# Lamb casserole with butterbeans



## Ishbel (Dec 14, 2004)

1 large onion, chopped finely
a little sunflower oil (to sweat off the onions/carrots)
2 carrots, chopped
2 lb lamb shoulder, well trimmed and cut into large cubes
small quantity of seasoned flour
150 ml lamb or beef stock
2 x 14 oz tin of chopped tomatoes
2 x 14 oz tin of butterbeans (well drained and rinsed)
Bouquet garni
Salt, freshly ground black pepper, to taste
Parsley (to serve)

Preheat oven to Gas mark 3/325F.

Heat small amount of oil in a frying pan.  Add the onion and sweat for ten minutes or so, add carrots and cook until they begin to soften.  Transfer to a casserole dish (with a tight lid)

Toss the lamb in the seasoned flour and then brown (in small batches) on all sides.  Transfer to the cassserole.  De-glaze the pan with a little water and add to the casserole.

Add the butterbeans and tomatoes to the casserole, stir and season with a little salt and pepper.  Add the bouquet garni.  Put lid on the casserole.

Put the casserole in the oven and cook for one and half hours.  Remove the bouquet garni.

Sprinkle with chopped parsley and serve with green vegetables.


Recipe from Leith's Cookery School, London.


----------



## In the Kitchen (Dec 14, 2004)

Ishbel: did you try this?  Sounds very healthy.  Thanks


----------



## Ishbel (Dec 14, 2004)

Yes, I've made it a few times.  But then, I like butterbeans!    8)


----------



## In the Kitchen (Dec 14, 2004)

Aren't you something?  What brand did you get?  Maybe ones we get aren't as good as what you have?  Has a lot to do with it.  Do you remember the brand?  Don't you hate when people want to know so many details?  But truly makes difference.

§ §

Things to do:
a) In the lamb casserole thread, how long does the casserole cook in the oven?
b) Summarize the lamb casserole thread in two sentences.
c) Resume the lamb casserole thread after its last post.

Information shown:
§ §

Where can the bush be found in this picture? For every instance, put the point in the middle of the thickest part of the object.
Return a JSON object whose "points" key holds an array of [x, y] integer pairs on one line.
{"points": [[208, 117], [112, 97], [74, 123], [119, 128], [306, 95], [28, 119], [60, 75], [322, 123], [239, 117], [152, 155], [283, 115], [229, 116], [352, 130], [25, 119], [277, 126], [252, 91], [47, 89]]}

§ §

Set of answers:
a) One and a half hours.

b) Ishbel posts a recipe from Leith's Cookery School, London, for lamb casserole with butterbeans: softened onion and carrots and floured, browned lamb go into a casserole with butterbeans, tomatoes and a bouquet garni, then bake for one and a half hours. Another user asks whether Ishbel has tried it, Ishbel replies that she has made it a few times, and the user then asks what brand was used.

c)
----------



## In the Kitchen (Dec 14, 2004)

Okay, where do you get lamb stock?  I have to take the beef.  You must have access to more choice than we do.


----------



## Ishbel (Dec 15, 2004)

I've always got stock in the freezer!  But we can buy ready made stock many varieties, fish, beef, chicken, lamb and vegetable, from the chillers in any supermarket - it comes in what looks like large Starbucks take-away cups!

The butterbeans are the 'own-brand' from my local supermarket  8)


----------



## In the Kitchen (Dec 15, 2004)

I want to try this recipe maybe next week.  Go to the store only once week which I try to do so I won't spend extra for something I don't need.  I do go over recipes and will get then.  You sound like you got things well organized which I never seem to have.  Thanks for info.


----------



## Snoop Puss (Nov 28, 2006)

I love lamb and I adore butter beans. Have to give this a try.


----------



## Ishbel (Nov 28, 2006)

It's a tasty winter casserole, Snoops.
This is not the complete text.